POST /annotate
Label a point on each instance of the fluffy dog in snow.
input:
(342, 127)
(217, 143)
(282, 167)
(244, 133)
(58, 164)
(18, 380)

INSTRUCTION ▸
Put each line of the item above into a JSON list of strings, one string per line, omitting any blank lines.

OUTPUT ▸
[
  "POST /annotate",
  "Label a point on each instance of the fluffy dog in snow.",
  "input:",
  "(342, 127)",
  "(217, 143)",
  "(282, 167)",
  "(244, 133)",
  "(58, 164)",
  "(18, 380)"
]